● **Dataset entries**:
------------

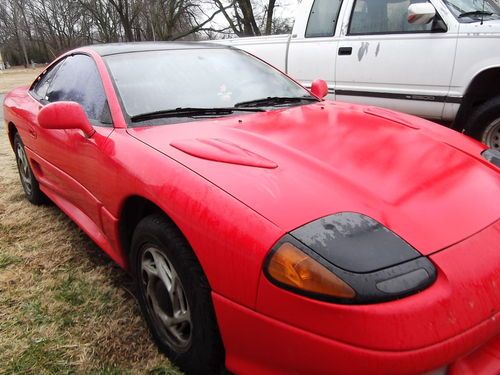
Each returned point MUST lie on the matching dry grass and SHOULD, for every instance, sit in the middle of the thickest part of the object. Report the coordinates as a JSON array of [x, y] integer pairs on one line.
[[15, 77], [64, 306]]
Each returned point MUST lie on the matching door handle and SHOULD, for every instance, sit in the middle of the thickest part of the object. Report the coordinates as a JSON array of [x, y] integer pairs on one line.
[[345, 51]]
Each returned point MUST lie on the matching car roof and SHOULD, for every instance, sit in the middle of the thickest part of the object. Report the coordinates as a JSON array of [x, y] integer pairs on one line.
[[118, 48]]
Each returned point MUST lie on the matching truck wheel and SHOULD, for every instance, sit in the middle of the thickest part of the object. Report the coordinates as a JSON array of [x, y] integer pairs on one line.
[[175, 297], [485, 123]]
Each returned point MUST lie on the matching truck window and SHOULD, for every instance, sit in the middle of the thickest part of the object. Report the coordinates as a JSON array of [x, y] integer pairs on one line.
[[323, 18], [384, 17]]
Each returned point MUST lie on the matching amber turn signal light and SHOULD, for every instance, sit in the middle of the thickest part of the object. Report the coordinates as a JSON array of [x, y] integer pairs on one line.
[[294, 268]]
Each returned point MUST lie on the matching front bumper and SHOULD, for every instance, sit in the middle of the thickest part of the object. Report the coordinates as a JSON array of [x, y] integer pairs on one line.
[[458, 315], [256, 344]]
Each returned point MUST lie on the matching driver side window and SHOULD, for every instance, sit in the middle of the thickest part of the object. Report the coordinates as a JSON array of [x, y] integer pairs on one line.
[[386, 17], [78, 80]]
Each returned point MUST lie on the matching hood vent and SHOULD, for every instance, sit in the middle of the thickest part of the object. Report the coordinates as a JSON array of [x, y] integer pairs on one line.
[[222, 151]]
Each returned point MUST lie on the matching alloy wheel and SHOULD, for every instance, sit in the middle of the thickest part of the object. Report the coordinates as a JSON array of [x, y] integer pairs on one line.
[[166, 298]]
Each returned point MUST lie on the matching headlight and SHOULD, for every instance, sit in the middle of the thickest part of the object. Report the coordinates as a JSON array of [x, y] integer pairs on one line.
[[493, 156], [348, 258]]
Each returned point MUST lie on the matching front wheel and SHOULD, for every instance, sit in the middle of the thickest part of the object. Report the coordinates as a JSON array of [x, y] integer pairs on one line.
[[30, 184], [175, 298], [485, 123]]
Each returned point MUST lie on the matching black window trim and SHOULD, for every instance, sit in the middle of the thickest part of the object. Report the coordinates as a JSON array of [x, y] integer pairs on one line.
[[396, 32], [53, 65], [334, 28]]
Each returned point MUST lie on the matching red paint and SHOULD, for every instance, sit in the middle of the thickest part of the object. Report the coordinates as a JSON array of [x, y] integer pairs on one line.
[[319, 88], [236, 185], [65, 115]]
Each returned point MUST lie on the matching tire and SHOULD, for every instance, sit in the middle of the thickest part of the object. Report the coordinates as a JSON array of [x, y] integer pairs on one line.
[[28, 181], [485, 123], [190, 336]]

------------

● **Exercise directions**: Turn every one of these records into a two-column CSV with the header "request" and "points". Give each request and its answer one row, with each field in double quotes and any line breaks changed to spaces, and leave the pictures out.

● **In response**:
request,points
"Each returned point MUST lie on the matching dry grass and SHOULD, for every instance, sit in the middle of the thickest part of the object. Report the coordinates as a JSON array of [x, y] integer pairs on one line.","[[15, 77], [64, 306]]"
"Each returned point MUST lie on the matching door handle and SHOULD, for every instance, sit in the middle of the thickest part of the object. Report the coordinates as a JSON array of [x, y] integer pairs on one line.","[[345, 51]]"
"Each returned point MUST lie on the matching car roof and SHOULD, for every instance, sit in the middle of the thickest part of the object. Report the coordinates as a JSON array of [x, y] integer pairs on one line.","[[118, 48]]"
"Each returned point MUST lie on the matching truck wheel and SHOULD, for every instance, sit in the middle of the thickest part of the object. Report the coordinates as a JSON array of [x, y] integer pairs on one line.","[[175, 297], [485, 123]]"
"Each returned point MUST lie on the matching truck window and SHOULD, for every instance, sit in the middle of the thickest part of the object. Report the coordinates as a JSON array of [x, y] integer pairs on one line.","[[323, 18], [384, 17]]"
"Each returned point MUST lie on the matching amber turn signal light and SHOULD, for every instance, sit in the middle of the thickest part of the object. Report the coordinates as a JSON array of [x, y] integer pairs on one line.","[[294, 268]]"
"Each returned point MUST lie on the matching front bumper and SHOULD, for every instance, sit in the middle of the thickest part of the object. Report the coordinates as a JSON array of [x, y] integer pairs on one line.","[[458, 315], [256, 344]]"
"Each returned point MUST lie on the matching driver side window and SHOULD, for every instance, sit in the middle of the thickest part of the object. Report the coordinates as a JSON array of [x, y] integer pairs on one line.","[[386, 17], [78, 80]]"
"Each returned point MUST lie on the matching hood vent and SHOULD, for every instance, sit in the middle of the thickest part of the object. Report the coordinates as a JSON array of [x, y] integer pairs on one line.","[[222, 151]]"
"Each returned point MUST lie on the matching alloy wheel and SHOULD, for every instance, sit in the middle of the thickest part of the object. Report the coordinates as a JSON array of [x, y] integer pairs on one line.","[[166, 298]]"
"Each returned point MUST lie on the matching headlight and SHOULD, for every instance, sit in the middle of the thickest part of the object. Report the coordinates as a JSON array of [x, y] integer pairs on one line.","[[493, 156], [348, 258]]"
"Each returned point MUST lie on the matching front wheel and SHOULD, for every instance, sit in the middle of the thickest part of the object. Report the coordinates as a JSON array of [x, y] integer pairs on one line.","[[30, 184], [175, 298], [485, 123]]"
"Each returned point MUST lie on the matching black window trim and SHOULD, for every instance, sit in the middle of the thickest part of the object. Report the coordinates as a JSON array of [x, y] integer pairs on one line.","[[396, 32], [53, 65], [334, 28]]"
"Each returned point MUST lie on the matching red paint and SHOULD, for every instance, sit in the middle of the thickest part of the object. Report the coordinates as a JSON array of [x, y] integer pairs on one line.","[[319, 88], [236, 185], [65, 115]]"
"Each returned point MUST lie on the matching tire and SHOULD, for every instance, sit in the middle of the thickest part of the object. Report the coordinates as a JSON array of [x, y] integer pairs on one line.","[[28, 181], [485, 123], [190, 336]]"